What is expected |
Copy each of the rows below line for line, leaving every word, number and symbol unchanged.

Given data |

>> Begin

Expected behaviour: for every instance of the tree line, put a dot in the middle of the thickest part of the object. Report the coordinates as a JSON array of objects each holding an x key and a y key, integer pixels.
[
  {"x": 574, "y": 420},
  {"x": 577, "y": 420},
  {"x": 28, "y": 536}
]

>> End

Response to this exercise |
Expected behaviour: for every instance of the tree line, put a dot in the middle of the thickest part of the object. Report the coordinates as a JSON array of objects each holding an x key and a y key, integer pixels.
[
  {"x": 574, "y": 420},
  {"x": 577, "y": 420},
  {"x": 28, "y": 536}
]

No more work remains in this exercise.